→ Extract provided
◇ ◇ ◇ ◇ ◇ ◇ ◇

Dr Peter Jones, in ‘Letter to a Homosexual Friend’ explains that in the Sumerian age (1800BC) in Mesopotamia, bisexual or trans-sexual (androgynous) priests were associated with the worship of the goddess Istar.
Their condition was due to their devotion to Istar, who herself had transformed their masculinity into femininity. They functioned as occult shamans, who released the sick from the power of demons just as (according to myth) they had saved Istar from the devil’s lair. The Canaanite goddess Anat preserves many of the characteristics of Istar. She is young and marriageable, but also a bearded soldier. She symbolises the mystical union, which was celebrated by the worshippers as a ritual enactment of the sacred spiritual marriage. At the beginning of the fifth century AD the cult of the goddess Cybele was served by homosexual priests called galloi.
Contemporary examples
Equally today, Peter Jones goes on to say, we see Siberian shamans, known as Chukchi, and the shamans of Central Asia engaging in ecstatic rituals and dressing as androgynes.
Among a pagan people-group in the bush of southern Borneo, the basir, asexual priest-shamans . . . true hermaphrodites, dressing and behaving as women, have a priestly function. This behaviour characterises Amazonian shamans, celtic priests (ancient and modern) and Indian hijras. In Hindu Tantric Yoga, androgyny is the goal, because two contrary principles of Shiva and Shakti are joined as one. The yogin, through powerful techniques of sexual-spiritual meditation, is thus transformed into a kind of androgyne.

◇ ◇ ◇ ◇ ◇ ◇ ◇

→ Stated problem 1
In the passage on androgynous priests and shamans, what name is given to the homosexual priests who served the cult of Cybele?
→ Stated problem 2
Pick up the passage on androgynous priests and shamans after its last sentence and extend it.

→ Data shown

◇ ◇ ◇ ◇ ◇ ◇ ◇

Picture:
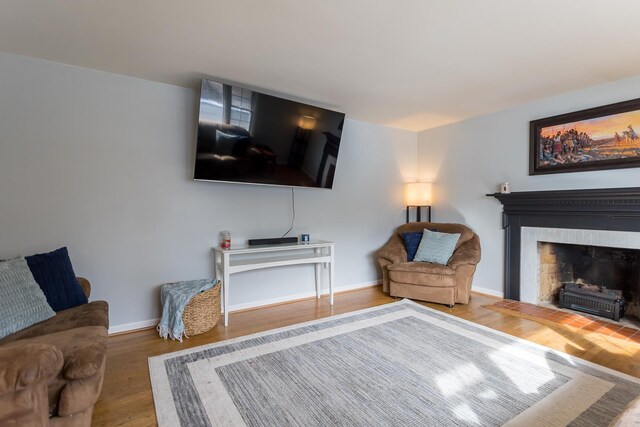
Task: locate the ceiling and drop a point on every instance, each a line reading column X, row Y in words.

◇ ◇ ◇ ◇ ◇ ◇ ◇

→ Result 1
They were called galloi.

→ Result 2
We could go on to consider the homosexual transvestites in American Indian religious practice, and similar figures to be found in African and Australian Aboriginal cultic practice. Robert Baum (Traditional Religions of the Americas and Africa) remarks:
Some African societies have developed intermediary genders of men-women and women-men who, like their Native American counterparts, are seen as sacred and as spiritually powerful individuals.
Baum concludes that ‘gender-variant men have fulfilled a sacred role throughout the millennia.'
Monism or one-ism
The Bible shows us that God is not the spirit within nature, but is nature’s distinct Creator. It follows that scripture also emphasises the God-given distinctions of heterosexuality, since he is separate from his creation. In paganism, ‘God’ is a word for the divinity of all natural things, but she or he has no special place. God is simply everywhere, within everything. There is no ‘other’; no God outside of us or different from us. Pagans would subscribe to the view that the Bible went wrong in rejecting the goddess of the ancient Canaanites and her consort, the serpent. The serpent, which constantly sheds its skin, symbolises the rejuvenation of nature and expresses the divine character of natural life.
Theism or two-ism
In contrast, the Biblical worldview honours God as Lord of all. He doesn’t belong in the circle of life as some kind of diffuse energy. He is outside of it because he created it. He is holy, set apart, and uniquely special. However, although he is separate from us, intimacy with the Creator is possible because he is also personal.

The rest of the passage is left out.